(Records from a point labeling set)
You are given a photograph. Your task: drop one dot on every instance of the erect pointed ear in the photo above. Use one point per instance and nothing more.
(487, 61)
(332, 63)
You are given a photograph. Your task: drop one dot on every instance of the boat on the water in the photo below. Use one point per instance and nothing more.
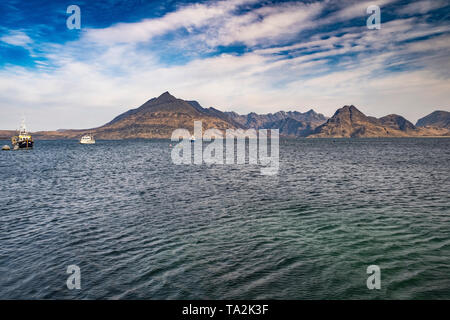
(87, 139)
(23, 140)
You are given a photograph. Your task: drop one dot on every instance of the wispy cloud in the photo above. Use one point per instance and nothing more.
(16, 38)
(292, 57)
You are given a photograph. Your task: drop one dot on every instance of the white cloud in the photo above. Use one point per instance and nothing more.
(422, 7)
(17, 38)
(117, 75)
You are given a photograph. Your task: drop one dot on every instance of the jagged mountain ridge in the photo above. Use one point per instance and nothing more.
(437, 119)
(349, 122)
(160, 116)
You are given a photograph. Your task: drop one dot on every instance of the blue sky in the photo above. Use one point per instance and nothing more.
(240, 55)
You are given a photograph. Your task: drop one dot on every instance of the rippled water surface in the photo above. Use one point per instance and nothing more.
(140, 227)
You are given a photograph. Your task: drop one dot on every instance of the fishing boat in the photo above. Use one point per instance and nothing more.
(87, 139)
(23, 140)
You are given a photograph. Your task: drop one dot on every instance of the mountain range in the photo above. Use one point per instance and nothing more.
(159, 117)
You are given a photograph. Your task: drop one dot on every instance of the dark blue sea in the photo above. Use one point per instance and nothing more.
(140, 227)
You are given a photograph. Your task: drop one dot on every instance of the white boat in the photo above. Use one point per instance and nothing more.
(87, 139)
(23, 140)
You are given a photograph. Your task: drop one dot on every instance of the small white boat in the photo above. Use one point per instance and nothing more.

> Task prompt
Update all of the rows above by replacing "drop one dot" with "place one marker" throughout, changing nothing else. Omit the pictures from your answer.

> Response below
You are given a photograph. Your task: place one marker on every instance of the erect pointed ear in the photo above. Use one point per instance and nothing more.
(487, 61)
(332, 63)
You are given a photograph. Your task: place one marker on every instance of the boat on the water in the photo below. Use one point per instance and nothing more.
(87, 139)
(23, 140)
You are given a photograph. Your task: place one marker on every instance of the wispy cloud in the photo above. Use one point per instance and nothing more.
(16, 38)
(292, 57)
You are given a photograph. Your task: place one marker on every instance of the white cloud in the photo above. Use one point per instance and nothing more.
(422, 7)
(17, 38)
(117, 75)
You are given a photograph. Your task: place one marker on every instance of the jagged mountain ridge in the photo above. Use one point per instance and nothing more.
(437, 119)
(349, 122)
(160, 116)
You are given a photograph. Your task: place one marker on every instance of the blue sky in the photo above. Use one point per instance and nothing more.
(240, 55)
You are given a photograph. Your task: place one marker on every instance of the rippled water surface in the photo above. Use one point per instance and nothing more.
(140, 227)
You are given a photograph. Your task: place one marker on every instance of the fishing boat in the photo above. Use one point per instance and nothing more.
(87, 139)
(23, 140)
You are given a photograph. Your task: place one marker on every instance of the mountain range in the photo above. Use one point per instance and nothing more.
(159, 117)
You are given a photograph. Your task: place one marker on every instance of the dark blue sea in the photo above. Use one point per instance and nothing more.
(140, 227)
You are given a photograph. Your task: place one marker on every instance of the white boat in the photo above. Use one point per instance and nothing more.
(87, 139)
(23, 140)
You are given a photograph. Your task: place one marker on every instance of the small white boat in the photo above. Use one point per instance and nothing more.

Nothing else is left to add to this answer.